■ What is required
Could you copy exactly the lines below from the one with "Query: sunlit grass" to the one with "like [485, 84].", inclusive, leaving out any pictures?

Input below:

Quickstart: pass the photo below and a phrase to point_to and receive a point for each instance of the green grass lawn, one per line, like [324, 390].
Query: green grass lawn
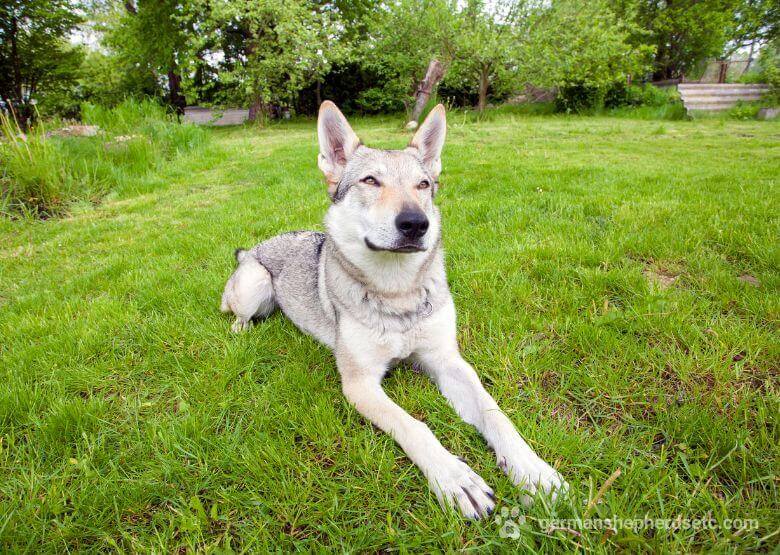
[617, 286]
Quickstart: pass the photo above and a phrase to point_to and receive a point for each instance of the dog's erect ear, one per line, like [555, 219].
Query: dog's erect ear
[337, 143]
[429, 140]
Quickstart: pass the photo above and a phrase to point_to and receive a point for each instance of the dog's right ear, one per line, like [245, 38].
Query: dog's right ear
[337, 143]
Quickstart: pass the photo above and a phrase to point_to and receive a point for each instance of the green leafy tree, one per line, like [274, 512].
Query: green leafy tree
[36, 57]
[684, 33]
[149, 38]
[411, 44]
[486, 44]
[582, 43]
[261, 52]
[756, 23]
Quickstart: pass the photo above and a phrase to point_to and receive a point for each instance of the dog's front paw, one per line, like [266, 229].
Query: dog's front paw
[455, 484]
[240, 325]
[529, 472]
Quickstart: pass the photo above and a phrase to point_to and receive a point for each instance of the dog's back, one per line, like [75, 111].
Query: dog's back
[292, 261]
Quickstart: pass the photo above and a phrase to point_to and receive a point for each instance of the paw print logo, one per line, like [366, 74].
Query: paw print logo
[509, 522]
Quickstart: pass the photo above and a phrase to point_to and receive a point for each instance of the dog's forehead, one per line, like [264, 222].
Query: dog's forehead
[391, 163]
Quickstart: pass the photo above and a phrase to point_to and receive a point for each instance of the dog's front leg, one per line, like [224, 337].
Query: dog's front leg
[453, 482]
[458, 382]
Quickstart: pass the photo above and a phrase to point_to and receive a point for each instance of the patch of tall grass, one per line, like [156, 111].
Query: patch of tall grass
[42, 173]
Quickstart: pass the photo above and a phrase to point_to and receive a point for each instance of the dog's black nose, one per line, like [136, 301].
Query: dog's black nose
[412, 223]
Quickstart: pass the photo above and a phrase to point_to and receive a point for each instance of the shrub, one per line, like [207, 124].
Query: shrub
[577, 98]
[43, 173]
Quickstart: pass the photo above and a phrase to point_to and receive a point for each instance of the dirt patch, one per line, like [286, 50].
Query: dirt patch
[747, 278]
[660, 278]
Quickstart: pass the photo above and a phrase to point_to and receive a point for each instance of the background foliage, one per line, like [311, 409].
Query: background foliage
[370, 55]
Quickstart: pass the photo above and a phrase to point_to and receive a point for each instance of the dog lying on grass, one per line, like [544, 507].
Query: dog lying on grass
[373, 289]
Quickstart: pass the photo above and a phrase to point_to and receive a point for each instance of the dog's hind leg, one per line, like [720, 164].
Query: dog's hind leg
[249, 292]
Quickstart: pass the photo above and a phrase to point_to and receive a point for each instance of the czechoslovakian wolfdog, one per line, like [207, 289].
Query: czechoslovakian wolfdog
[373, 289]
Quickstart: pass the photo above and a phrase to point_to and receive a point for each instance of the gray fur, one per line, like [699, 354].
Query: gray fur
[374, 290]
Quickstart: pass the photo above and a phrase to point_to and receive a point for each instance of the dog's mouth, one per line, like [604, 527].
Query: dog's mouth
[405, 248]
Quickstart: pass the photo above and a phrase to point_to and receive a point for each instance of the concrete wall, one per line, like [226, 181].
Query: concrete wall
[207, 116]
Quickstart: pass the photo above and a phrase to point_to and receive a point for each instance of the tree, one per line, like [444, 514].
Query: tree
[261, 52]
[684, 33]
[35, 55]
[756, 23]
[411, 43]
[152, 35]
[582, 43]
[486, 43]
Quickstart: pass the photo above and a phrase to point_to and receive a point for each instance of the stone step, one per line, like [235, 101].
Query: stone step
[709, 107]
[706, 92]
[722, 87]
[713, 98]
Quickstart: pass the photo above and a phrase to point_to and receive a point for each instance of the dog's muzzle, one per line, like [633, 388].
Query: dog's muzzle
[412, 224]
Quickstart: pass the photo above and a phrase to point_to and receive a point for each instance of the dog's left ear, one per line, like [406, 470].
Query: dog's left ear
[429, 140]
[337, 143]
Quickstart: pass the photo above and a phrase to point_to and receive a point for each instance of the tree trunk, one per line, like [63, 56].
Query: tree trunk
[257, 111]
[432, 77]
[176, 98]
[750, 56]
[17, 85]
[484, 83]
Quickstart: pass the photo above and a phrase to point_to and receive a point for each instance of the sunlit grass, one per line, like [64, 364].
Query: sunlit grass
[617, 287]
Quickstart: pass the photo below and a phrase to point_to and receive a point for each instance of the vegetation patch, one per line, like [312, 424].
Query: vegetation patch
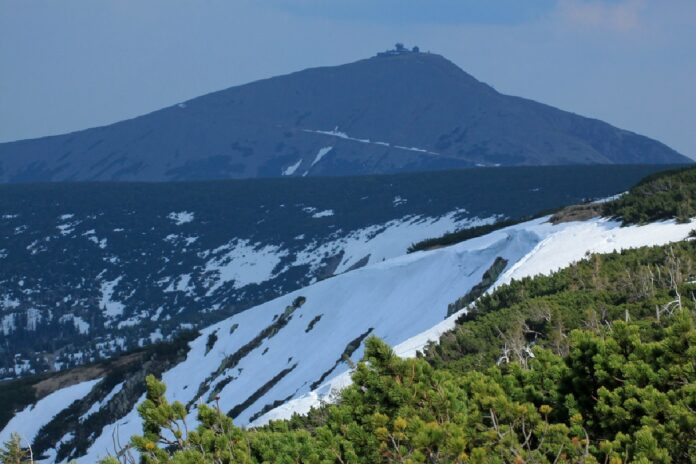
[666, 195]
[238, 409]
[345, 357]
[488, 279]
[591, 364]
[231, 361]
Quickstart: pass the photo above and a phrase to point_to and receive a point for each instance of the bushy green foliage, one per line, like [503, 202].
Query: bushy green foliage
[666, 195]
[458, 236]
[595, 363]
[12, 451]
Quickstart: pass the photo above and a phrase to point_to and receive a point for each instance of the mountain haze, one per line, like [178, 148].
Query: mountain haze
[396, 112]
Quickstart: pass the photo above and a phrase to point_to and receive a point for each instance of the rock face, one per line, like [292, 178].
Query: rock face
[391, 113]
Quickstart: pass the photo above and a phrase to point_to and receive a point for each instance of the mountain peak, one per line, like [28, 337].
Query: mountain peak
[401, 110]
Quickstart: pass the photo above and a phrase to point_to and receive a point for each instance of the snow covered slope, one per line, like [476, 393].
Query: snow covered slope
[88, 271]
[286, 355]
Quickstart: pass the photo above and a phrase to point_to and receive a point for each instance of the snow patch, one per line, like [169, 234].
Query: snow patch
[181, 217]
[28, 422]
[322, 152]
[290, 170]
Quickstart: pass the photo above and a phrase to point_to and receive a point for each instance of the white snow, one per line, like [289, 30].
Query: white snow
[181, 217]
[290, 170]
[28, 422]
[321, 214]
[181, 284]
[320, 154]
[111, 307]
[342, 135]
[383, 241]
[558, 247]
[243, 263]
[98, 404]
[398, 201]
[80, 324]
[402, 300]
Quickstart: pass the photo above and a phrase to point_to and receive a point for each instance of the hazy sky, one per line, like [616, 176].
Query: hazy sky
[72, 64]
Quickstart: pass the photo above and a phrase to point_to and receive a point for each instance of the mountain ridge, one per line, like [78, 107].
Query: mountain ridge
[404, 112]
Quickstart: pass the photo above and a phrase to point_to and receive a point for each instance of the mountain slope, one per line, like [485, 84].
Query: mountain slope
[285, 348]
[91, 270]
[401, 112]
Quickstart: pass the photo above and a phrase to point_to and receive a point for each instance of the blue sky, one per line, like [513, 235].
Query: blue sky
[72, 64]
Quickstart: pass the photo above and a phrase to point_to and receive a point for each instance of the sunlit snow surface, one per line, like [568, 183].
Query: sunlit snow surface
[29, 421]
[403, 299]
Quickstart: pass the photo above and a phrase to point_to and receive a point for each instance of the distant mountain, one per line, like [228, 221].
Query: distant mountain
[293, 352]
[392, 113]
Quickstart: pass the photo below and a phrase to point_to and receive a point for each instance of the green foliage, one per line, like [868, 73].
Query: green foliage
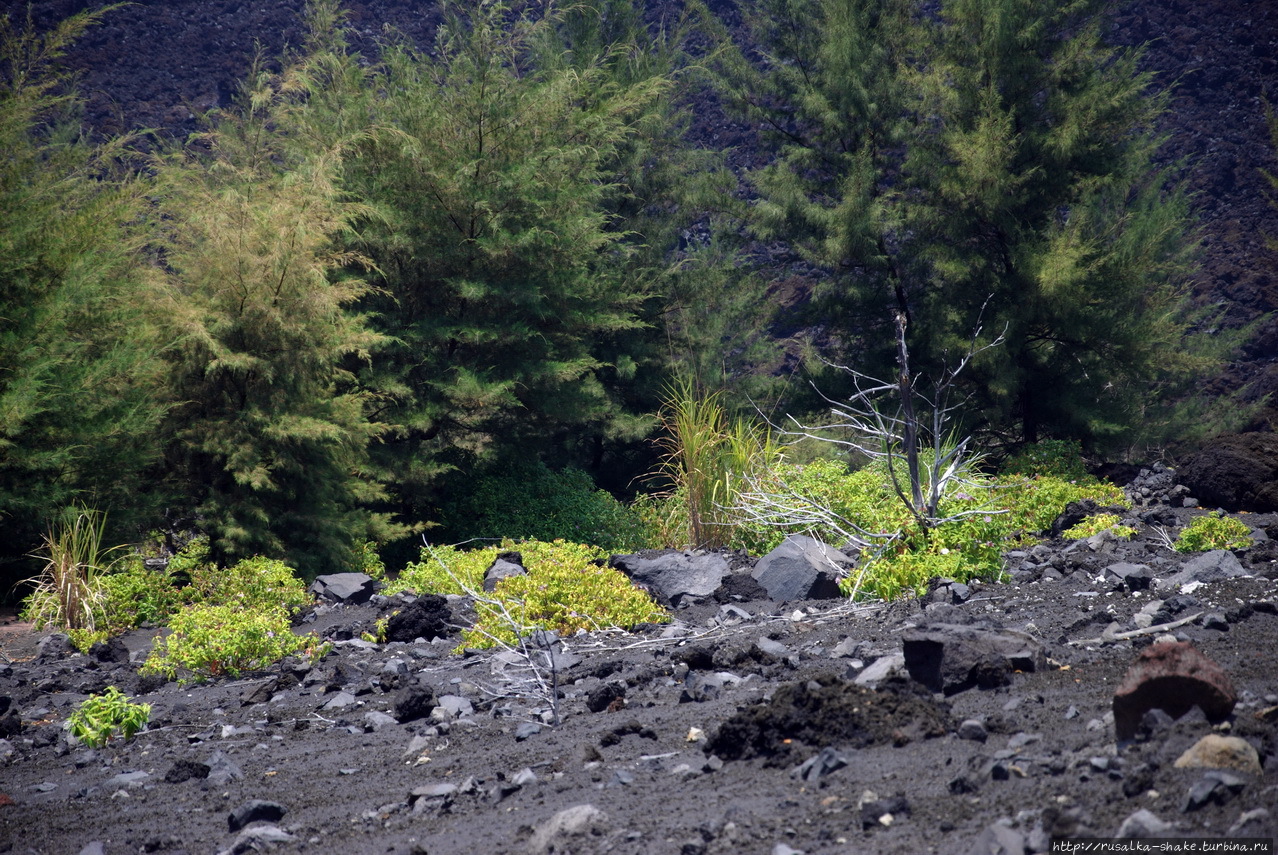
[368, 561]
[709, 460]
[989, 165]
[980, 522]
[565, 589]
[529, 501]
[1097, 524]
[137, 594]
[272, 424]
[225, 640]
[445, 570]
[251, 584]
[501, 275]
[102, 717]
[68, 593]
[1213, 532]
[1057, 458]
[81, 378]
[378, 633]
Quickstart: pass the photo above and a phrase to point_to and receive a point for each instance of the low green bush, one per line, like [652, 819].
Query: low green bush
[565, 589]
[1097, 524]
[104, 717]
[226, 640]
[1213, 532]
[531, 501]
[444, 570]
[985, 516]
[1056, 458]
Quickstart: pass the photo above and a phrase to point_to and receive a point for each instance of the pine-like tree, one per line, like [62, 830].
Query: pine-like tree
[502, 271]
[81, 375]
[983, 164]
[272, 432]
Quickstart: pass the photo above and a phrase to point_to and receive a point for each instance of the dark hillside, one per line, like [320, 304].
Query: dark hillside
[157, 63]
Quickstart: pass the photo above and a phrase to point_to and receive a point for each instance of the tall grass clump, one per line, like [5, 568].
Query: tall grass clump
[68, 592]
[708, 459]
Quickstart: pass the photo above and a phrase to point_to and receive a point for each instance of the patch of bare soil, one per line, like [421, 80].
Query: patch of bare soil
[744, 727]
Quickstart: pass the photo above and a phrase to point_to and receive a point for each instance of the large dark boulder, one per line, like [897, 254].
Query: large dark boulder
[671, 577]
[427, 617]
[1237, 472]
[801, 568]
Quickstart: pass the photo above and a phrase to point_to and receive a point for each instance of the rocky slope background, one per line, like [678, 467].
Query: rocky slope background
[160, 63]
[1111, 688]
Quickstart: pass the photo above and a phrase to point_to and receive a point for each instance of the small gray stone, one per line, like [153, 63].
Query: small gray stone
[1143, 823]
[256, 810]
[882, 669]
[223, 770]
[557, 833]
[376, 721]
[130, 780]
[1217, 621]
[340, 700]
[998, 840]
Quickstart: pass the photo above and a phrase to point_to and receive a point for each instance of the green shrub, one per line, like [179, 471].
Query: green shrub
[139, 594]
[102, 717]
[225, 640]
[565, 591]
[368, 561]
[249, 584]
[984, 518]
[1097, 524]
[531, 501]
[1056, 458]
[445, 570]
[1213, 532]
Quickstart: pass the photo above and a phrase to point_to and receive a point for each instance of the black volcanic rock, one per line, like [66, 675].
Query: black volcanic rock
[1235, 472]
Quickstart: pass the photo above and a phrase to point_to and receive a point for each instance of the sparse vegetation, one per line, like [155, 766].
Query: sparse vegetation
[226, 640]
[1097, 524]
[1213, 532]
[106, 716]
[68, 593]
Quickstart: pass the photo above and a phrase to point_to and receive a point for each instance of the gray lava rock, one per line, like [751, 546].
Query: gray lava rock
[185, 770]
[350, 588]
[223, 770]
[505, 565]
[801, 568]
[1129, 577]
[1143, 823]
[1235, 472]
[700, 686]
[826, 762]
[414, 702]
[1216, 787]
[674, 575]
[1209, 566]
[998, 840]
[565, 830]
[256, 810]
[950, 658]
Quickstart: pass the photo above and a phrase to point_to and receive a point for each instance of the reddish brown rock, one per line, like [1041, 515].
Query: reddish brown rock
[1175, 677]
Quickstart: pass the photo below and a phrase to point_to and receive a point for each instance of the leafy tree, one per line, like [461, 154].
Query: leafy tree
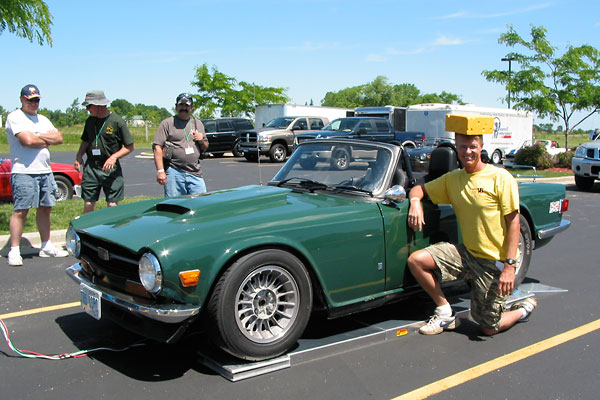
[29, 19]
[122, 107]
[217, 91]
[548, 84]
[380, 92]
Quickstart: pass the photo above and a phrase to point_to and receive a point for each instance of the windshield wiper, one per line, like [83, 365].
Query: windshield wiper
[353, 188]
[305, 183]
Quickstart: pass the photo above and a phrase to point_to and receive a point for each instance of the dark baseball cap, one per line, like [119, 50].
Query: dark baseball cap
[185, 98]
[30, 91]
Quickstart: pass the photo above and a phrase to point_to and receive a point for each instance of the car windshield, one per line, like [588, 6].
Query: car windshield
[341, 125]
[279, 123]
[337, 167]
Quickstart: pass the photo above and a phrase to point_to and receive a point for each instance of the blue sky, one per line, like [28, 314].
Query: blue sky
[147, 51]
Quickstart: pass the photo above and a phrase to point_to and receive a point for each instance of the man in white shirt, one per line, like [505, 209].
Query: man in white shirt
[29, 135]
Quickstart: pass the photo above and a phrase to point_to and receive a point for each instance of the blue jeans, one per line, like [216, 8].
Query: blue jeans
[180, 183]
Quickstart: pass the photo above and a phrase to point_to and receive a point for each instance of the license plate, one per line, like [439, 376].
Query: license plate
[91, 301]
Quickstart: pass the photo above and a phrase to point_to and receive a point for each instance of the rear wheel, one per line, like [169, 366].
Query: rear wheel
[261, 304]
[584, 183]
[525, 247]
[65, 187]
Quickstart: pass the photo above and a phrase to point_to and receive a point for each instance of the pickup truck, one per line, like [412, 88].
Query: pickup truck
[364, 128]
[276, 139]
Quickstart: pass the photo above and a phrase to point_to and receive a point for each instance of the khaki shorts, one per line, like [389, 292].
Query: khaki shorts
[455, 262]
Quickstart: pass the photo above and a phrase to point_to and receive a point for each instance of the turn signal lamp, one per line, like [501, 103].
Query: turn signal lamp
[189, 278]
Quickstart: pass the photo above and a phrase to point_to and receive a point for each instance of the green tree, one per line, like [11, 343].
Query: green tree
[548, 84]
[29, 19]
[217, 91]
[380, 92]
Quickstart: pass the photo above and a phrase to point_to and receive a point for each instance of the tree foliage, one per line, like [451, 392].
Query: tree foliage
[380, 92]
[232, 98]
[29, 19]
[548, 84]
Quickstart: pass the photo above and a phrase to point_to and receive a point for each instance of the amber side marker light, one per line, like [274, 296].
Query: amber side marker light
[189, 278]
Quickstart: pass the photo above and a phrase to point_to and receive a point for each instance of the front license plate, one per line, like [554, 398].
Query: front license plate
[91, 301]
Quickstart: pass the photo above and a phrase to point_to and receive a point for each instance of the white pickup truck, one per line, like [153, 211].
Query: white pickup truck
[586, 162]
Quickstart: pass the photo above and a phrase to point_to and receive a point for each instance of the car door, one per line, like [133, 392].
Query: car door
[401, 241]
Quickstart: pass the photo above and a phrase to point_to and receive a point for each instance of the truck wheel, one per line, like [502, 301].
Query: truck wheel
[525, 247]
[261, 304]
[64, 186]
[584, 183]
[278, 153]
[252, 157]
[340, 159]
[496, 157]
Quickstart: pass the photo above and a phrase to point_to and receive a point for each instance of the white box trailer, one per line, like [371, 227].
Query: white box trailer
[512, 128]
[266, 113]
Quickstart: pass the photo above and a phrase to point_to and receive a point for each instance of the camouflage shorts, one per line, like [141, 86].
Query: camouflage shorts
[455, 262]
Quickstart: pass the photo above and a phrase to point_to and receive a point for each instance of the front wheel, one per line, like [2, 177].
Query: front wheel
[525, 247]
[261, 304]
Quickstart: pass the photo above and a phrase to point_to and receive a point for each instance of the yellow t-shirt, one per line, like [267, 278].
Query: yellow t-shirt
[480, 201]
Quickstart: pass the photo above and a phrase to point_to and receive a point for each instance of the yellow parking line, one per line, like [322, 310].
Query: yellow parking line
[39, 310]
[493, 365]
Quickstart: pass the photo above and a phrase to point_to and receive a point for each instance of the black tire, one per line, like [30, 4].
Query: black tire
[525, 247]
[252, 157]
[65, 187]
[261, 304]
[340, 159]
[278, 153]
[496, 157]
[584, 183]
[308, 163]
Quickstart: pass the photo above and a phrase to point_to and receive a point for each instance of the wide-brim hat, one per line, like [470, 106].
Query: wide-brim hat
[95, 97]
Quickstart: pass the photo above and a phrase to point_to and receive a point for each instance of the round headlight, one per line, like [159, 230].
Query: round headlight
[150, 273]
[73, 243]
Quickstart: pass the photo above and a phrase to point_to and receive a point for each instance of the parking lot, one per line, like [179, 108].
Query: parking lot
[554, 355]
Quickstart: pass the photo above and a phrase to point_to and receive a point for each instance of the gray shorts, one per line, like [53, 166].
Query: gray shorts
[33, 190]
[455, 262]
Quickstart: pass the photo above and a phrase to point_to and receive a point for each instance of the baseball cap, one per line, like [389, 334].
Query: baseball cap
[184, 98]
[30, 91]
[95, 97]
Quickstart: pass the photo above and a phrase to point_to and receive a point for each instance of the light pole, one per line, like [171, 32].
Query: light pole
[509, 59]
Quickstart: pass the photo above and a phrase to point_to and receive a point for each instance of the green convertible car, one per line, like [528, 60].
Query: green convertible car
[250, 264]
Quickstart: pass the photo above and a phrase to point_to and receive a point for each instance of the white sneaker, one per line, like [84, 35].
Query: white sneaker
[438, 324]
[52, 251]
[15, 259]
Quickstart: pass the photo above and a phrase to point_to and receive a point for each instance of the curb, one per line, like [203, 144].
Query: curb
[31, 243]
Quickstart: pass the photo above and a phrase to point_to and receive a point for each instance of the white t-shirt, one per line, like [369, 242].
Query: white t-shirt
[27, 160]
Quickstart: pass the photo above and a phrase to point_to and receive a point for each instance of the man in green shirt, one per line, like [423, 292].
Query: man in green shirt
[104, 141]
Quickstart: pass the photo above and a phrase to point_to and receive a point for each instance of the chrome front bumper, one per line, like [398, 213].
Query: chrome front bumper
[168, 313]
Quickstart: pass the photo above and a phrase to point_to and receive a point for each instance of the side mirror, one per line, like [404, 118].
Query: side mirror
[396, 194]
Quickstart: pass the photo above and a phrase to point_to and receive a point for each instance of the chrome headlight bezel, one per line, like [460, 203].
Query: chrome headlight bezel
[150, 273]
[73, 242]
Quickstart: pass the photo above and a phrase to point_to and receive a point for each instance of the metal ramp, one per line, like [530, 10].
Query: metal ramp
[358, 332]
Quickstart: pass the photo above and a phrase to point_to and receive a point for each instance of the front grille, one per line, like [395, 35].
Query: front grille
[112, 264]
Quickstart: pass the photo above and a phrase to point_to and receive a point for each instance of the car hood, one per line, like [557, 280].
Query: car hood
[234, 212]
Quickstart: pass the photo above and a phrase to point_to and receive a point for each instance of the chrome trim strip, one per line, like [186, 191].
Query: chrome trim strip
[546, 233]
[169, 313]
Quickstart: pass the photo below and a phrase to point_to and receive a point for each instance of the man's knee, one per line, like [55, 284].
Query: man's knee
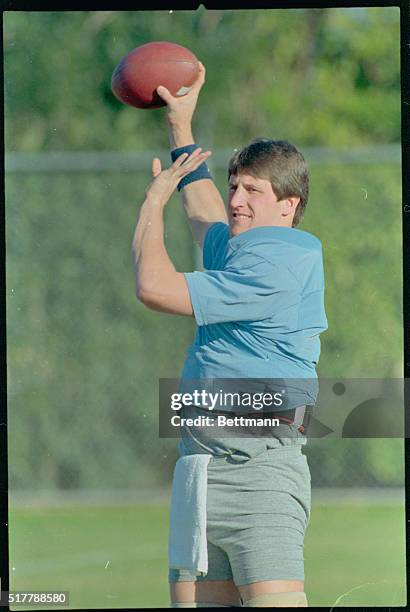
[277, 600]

End of Input.

■ Written solution
Query: sunlit grass
[617, 287]
Quickstart: pass the photo below and a phrase to point_to and receive a point for each instance of the vegetation patch, one per line, like [312, 424].
Query: vegetation patch
[666, 195]
[238, 409]
[345, 357]
[488, 279]
[591, 364]
[231, 361]
Quickstart: pass the photo above and a phrase to point_to and receive a point for each instance of the bushy green foliage, one per line, like [503, 202].
Query: bushy green foliage
[666, 195]
[458, 236]
[595, 363]
[12, 451]
Quickstart: pass the photo above and a phrase to point_to and receive a point for each instance of the mountain haze, one per line, like [178, 148].
Query: mountain haze
[396, 112]
Quickstart: pass the photo above and a phrase to point_to and receive a point for each instance of the rock face, one per line, like [292, 178].
Query: rock face
[391, 113]
Quickstart: pass the photo above and a phrase to point_to and receive a point for each instance of the mountain peak, one per line, like [28, 337].
Query: mountain peak
[401, 110]
Quickstart: pass the photo above and a phrase to point_to and receive a point for each instance of the snow covered slope, one per line, like [476, 393].
Query: snow covered slope
[88, 271]
[286, 355]
Quickstart: pass the photo above and a phrase to point_to and receive a point for each instance of the snow patch, one per line, like [169, 234].
Query: snow patch
[181, 217]
[28, 422]
[322, 152]
[290, 170]
Quickstart: pass the photo above and a phrase to point_to and receive a point for each instance of the white snow, one per line, like [289, 30].
Query: white snow
[181, 217]
[290, 170]
[28, 422]
[321, 214]
[181, 284]
[320, 154]
[111, 307]
[342, 135]
[383, 241]
[558, 247]
[243, 263]
[98, 404]
[398, 201]
[80, 324]
[402, 300]
Quickstart: pass the photo above and a phrase to point_to and receive a point for each instance of the hazy sky, one per line, like [616, 176].
Query: hazy sky
[72, 64]
Quickstart: pass the photo above and a phrase to point_to and receive a point for each instance of the mountain ridge, one per line, like [78, 107].
Query: mountain ridge
[404, 112]
Quickstart: pass the photo above and a phrase to point_to and receive a point for each instance of the mountain slope, one per line, like [485, 84].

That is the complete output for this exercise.